ラベル付き領域データの抜粋:
┏━━

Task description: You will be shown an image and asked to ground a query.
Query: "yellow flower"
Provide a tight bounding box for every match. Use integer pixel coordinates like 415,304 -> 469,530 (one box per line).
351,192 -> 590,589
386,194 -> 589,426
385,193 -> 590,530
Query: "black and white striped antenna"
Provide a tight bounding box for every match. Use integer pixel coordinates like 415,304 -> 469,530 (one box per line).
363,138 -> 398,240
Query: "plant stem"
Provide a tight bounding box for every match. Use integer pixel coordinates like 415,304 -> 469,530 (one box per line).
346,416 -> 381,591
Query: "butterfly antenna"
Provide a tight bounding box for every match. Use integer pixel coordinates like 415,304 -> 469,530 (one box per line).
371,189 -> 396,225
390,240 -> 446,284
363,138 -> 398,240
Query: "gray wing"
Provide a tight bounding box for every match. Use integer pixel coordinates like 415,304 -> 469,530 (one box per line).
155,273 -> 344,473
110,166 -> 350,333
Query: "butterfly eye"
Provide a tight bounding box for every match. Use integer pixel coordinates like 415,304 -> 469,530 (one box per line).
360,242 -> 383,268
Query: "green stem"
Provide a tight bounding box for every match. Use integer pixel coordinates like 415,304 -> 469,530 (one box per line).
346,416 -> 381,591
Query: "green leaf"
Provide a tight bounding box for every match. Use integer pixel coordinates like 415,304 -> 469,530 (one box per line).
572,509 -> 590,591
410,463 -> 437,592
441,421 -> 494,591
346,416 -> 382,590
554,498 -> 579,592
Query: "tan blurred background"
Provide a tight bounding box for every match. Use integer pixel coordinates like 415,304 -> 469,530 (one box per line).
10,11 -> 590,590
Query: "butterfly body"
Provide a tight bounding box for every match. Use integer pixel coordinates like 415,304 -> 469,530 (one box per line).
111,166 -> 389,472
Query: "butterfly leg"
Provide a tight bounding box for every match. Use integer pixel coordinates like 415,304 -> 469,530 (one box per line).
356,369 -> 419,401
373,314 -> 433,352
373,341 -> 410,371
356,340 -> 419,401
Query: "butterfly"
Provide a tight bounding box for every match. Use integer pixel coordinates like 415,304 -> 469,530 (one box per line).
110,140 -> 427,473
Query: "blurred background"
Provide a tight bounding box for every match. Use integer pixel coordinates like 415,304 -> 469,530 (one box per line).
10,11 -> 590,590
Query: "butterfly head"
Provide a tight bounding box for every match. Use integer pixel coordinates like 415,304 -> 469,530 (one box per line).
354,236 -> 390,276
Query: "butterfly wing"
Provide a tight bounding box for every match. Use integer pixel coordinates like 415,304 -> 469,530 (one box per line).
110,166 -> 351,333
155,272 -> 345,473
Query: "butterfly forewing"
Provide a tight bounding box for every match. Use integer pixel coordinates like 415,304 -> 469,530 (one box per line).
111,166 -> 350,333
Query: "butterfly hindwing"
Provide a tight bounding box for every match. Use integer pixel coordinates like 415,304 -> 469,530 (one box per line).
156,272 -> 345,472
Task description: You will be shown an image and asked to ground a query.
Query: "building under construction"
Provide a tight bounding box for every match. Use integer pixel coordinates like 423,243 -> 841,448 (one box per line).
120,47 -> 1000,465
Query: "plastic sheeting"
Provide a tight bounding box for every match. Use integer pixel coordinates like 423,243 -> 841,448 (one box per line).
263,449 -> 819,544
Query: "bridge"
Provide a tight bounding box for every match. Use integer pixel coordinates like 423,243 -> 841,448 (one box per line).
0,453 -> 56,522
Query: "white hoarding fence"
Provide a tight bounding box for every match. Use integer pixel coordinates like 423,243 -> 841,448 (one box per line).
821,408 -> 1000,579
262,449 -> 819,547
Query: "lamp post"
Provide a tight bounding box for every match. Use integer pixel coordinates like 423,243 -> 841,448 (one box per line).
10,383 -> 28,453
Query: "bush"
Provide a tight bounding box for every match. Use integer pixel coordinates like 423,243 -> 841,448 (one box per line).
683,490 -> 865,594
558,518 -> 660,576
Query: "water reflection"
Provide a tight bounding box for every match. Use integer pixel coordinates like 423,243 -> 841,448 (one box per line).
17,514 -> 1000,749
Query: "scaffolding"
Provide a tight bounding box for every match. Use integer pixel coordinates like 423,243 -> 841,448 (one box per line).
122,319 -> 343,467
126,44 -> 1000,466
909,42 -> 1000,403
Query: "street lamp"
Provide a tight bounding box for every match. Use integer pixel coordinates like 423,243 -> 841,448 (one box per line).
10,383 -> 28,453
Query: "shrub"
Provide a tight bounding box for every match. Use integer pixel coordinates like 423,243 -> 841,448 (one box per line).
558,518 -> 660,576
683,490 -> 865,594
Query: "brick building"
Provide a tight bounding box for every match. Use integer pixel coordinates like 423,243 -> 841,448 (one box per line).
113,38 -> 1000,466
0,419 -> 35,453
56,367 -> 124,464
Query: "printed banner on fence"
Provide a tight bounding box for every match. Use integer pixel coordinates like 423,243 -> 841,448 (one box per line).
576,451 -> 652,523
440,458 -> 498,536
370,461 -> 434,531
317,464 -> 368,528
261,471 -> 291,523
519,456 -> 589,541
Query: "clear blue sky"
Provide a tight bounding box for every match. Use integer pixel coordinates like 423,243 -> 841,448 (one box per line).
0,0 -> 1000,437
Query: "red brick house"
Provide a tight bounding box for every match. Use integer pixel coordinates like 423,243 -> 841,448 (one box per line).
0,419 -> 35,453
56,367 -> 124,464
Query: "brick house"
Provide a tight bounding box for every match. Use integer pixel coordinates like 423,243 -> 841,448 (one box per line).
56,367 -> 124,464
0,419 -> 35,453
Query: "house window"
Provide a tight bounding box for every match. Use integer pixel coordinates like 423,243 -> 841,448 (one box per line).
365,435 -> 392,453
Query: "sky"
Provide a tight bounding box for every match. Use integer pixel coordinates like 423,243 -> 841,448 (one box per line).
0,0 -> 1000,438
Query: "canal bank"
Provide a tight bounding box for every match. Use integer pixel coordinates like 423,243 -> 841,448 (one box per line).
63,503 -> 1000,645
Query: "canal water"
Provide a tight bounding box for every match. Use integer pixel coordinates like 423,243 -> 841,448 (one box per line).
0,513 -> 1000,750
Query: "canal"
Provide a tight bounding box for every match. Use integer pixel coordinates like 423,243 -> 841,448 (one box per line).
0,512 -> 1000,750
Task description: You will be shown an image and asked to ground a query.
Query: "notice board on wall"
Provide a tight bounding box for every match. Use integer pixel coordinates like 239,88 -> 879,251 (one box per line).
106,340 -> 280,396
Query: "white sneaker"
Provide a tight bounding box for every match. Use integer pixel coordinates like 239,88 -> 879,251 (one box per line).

┗━━

_やること_
上記のデータをすべて、空行を除いて「番号」と「行内容」の2列からなるMarkdownの表に整形してください。

_本問の解答_
| 番号 | 行内容 |
|---|---|
| 1 | Task description: You will be shown an image and asked to ground a query. |
| 2 | Query: "yellow flower" |
| 3 | Provide a tight bounding box for every match. Use integer pixel coordinates like 415,304 -> 469,530 (one box per line). |
| 4 | 351,192 -> 590,589 |
| 5 | 386,194 -> 589,426 |
| 6 | 385,193 -> 590,530 |
| 7 | Query: "black and white striped antenna" |
| 8 | Provide a tight bounding box for every match. Use integer pixel coordinates like 415,304 -> 469,530 (one box per line). |
| 9 | 363,138 -> 398,240 |
| 10 | Query: "plant stem" |
| 11 | Provide a tight bounding box for every match. Use integer pixel coordinates like 415,304 -> 469,530 (one box per line). |
| 12 | 346,416 -> 381,591 |
| 13 | Query: "butterfly antenna" |
| 14 | Provide a tight bounding box for every match. Use integer pixel coordinates like 415,304 -> 469,530 (one box per line). |
| 15 | 371,189 -> 396,225 |
| 16 | 390,240 -> 446,284 |
| 17 | 363,138 -> 398,240 |
| 18 | Query: "gray wing" |
| 19 | Provide a tight bounding box for every match. Use integer pixel coordinates like 415,304 -> 469,530 (one box per line). |
| 20 | 155,273 -> 344,473 |
| 21 | 110,166 -> 350,333 |
| 22 | Query: "butterfly eye" |
| 23 | Provide a tight bounding box for every match. Use integer pixel coordinates like 415,304 -> 469,530 (one box per line). |
| 24 | 360,242 -> 383,268 |
| 25 | Query: "green stem" |
| 26 | Provide a tight bounding box for every match. Use integer pixel coordinates like 415,304 -> 469,530 (one box per line). |
| 27 | 346,416 -> 381,591 |
| 28 | Query: "green leaf" |
| 29 | Provide a tight bounding box for every match. Use integer pixel coordinates like 415,304 -> 469,530 (one box per line). |
| 30 | 572,509 -> 590,591 |
| 31 | 410,463 -> 437,592 |
| 32 | 441,421 -> 494,591 |
| 33 | 346,416 -> 382,590 |
| 34 | 554,498 -> 579,592 |
| 35 | Query: "tan blurred background" |
| 36 | Provide a tight bounding box for every match. Use integer pixel coordinates like 415,304 -> 469,530 (one box per line). |
| 37 | 10,11 -> 590,590 |
| 38 | Query: "butterfly body" |
| 39 | Provide a tight bounding box for every match. Use integer pixel coordinates like 415,304 -> 469,530 (one box per line). |
| 40 | 111,166 -> 389,472 |
| 41 | Query: "butterfly leg" |
| 42 | Provide a tight bounding box for every match. Use integer pixel coordinates like 415,304 -> 469,530 (one box per line). |
| 43 | 356,369 -> 419,401 |
| 44 | 373,314 -> 433,352 |
| 45 | 373,341 -> 410,371 |
| 46 | 356,340 -> 419,401 |
| 47 | Query: "butterfly" |
| 48 | Provide a tight bounding box for every match. Use integer pixel coordinates like 415,304 -> 469,530 (one box per line). |
| 49 | 110,140 -> 427,473 |
| 50 | Query: "blurred background" |
| 51 | Provide a tight bounding box for every match. Use integer pixel coordinates like 415,304 -> 469,530 (one box per line). |
| 52 | 10,11 -> 590,590 |
| 53 | Query: "butterfly head" |
| 54 | Provide a tight bounding box for every match. Use integer pixel coordinates like 415,304 -> 469,530 (one box per line). |
| 55 | 354,236 -> 390,276 |
| 56 | Query: "butterfly wing" |
| 57 | Provide a tight bounding box for every match. Use integer pixel coordinates like 415,304 -> 469,530 (one box per line). |
| 58 | 110,166 -> 351,333 |
| 59 | 155,272 -> 345,473 |
| 60 | Query: "butterfly forewing" |
| 61 | Provide a tight bounding box for every match. Use integer pixel coordinates like 415,304 -> 469,530 (one box per line). |
| 62 | 111,166 -> 350,333 |
| 63 | Query: "butterfly hindwing" |
| 64 | Provide a tight bounding box for every match. Use integer pixel coordinates like 415,304 -> 469,530 (one box per line). |
| 65 | 156,272 -> 345,472 |
| 66 | Task description: You will be shown an image and asked to ground a query. |
| 67 | Query: "building under construction" |
| 68 | Provide a tight bounding box for every match. Use integer pixel coordinates like 423,243 -> 841,448 (one box per line). |
| 69 | 120,47 -> 1000,465 |
| 70 | Query: "plastic sheeting" |
| 71 | Provide a tight bounding box for every match. Use integer pixel coordinates like 423,243 -> 841,448 (one box per line). |
| 72 | 263,449 -> 819,544 |
| 73 | Query: "bridge" |
| 74 | Provide a tight bounding box for every match. Use integer pixel coordinates like 423,243 -> 841,448 (one box per line). |
| 75 | 0,453 -> 56,522 |
| 76 | Query: "white hoarding fence" |
| 77 | Provide a tight bounding box for every match. Use integer pixel coordinates like 423,243 -> 841,448 (one box per line). |
| 78 | 821,408 -> 1000,579 |
| 79 | 262,449 -> 819,547 |
| 80 | Query: "lamp post" |
| 81 | Provide a tight bounding box for every match. Use integer pixel coordinates like 423,243 -> 841,448 (one box per line). |
| 82 | 10,383 -> 28,453 |
| 83 | Query: "bush" |
| 84 | Provide a tight bounding box for every match. Use integer pixel coordinates like 423,243 -> 841,448 (one box per line). |
| 85 | 683,490 -> 865,594 |
| 86 | 558,518 -> 660,576 |
| 87 | Query: "water reflection" |
| 88 | Provide a tight bounding box for every match. Use integer pixel coordinates like 423,243 -> 841,448 (one box per line). |
| 89 | 17,514 -> 1000,749 |
| 90 | Query: "scaffolding" |
| 91 | Provide a tight bounding box for every match. Use integer pixel coordinates like 423,243 -> 841,448 (one box per line). |
| 92 | 122,319 -> 343,467 |
| 93 | 126,44 -> 1000,466 |
| 94 | 909,42 -> 1000,403 |
| 95 | Query: "street lamp" |
| 96 | Provide a tight bounding box for every match. Use integer pixel coordinates like 423,243 -> 841,448 (one box per line). |
| 97 | 10,383 -> 28,453 |
| 98 | Query: "shrub" |
| 99 | Provide a tight bounding box for every match. Use integer pixel coordinates like 423,243 -> 841,448 (one box per line). |
| 100 | 558,518 -> 660,576 |
| 101 | 683,490 -> 865,594 |
| 102 | Query: "brick building" |
| 103 | Provide a tight bounding box for every match. Use integer pixel coordinates like 423,243 -> 841,448 (one box per line). |
| 104 | 113,38 -> 1000,466 |
| 105 | 0,419 -> 35,453 |
| 106 | 56,367 -> 124,464 |
| 107 | Query: "printed banner on fence" |
| 108 | Provide a tight bounding box for every match. Use integer pixel coordinates like 423,243 -> 841,448 (one box per line). |
| 109 | 576,451 -> 652,523 |
| 110 | 440,458 -> 498,536 |
| 111 | 370,461 -> 434,531 |
| 112 | 317,464 -> 368,528 |
| 113 | 261,471 -> 291,523 |
| 114 | 519,456 -> 589,541 |
| 115 | Query: "clear blue sky" |
| 116 | Provide a tight bounding box for every match. Use integer pixel coordinates like 423,243 -> 841,448 (one box per line). |
| 117 | 0,0 -> 1000,437 |
| 118 | Query: "red brick house" |
| 119 | Provide a tight bounding box for every match. Use integer pixel coordinates like 423,243 -> 841,448 (one box per line). |
| 120 | 0,419 -> 35,453 |
| 121 | 56,367 -> 124,464 |
| 122 | Query: "brick house" |
| 123 | Provide a tight bounding box for every match. Use integer pixel coordinates like 423,243 -> 841,448 (one box per line). |
| 124 | 56,367 -> 124,464 |
| 125 | 0,419 -> 35,453 |
| 126 | Query: "house window" |
| 127 | Provide a tight bounding box for every match. Use integer pixel coordinates like 423,243 -> 841,448 (one box per line). |
| 128 | 365,435 -> 392,453 |
| 129 | Query: "sky" |
| 130 | Provide a tight bounding box for every match. Use integer pixel coordinates like 423,243 -> 841,448 (one box per line). |
| 131 | 0,0 -> 1000,438 |
| 132 | Query: "canal bank" |
| 133 | Provide a tight bounding box for every match. Use integer pixel coordinates like 423,243 -> 841,448 (one box per line). |
| 134 | 63,503 -> 1000,645 |
| 135 | Query: "canal water" |
| 136 | Provide a tight bounding box for every match. Use integer pixel coordinates like 423,243 -> 841,448 (one box per line). |
| 137 | 0,513 -> 1000,750 |
| 138 | Query: "canal" |
| 139 | Provide a tight bounding box for every match. Use integer pixel coordinates like 423,243 -> 841,448 (one box per line). |
| 140 | 0,512 -> 1000,750 |
| 141 | Task description: You will be shown an image and asked to ground a query. |
| 142 | Query: "notice board on wall" |
| 143 | Provide a tight bounding box for every match. Use integer pixel coordinates like 239,88 -> 879,251 (one box per line). |
| 144 | 106,340 -> 280,396 |
| 145 | Query: "white sneaker" |
| 146 | Provide a tight bounding box for every match. Use integer pixel coordinates like 239,88 -> 879,251 (one box per line). |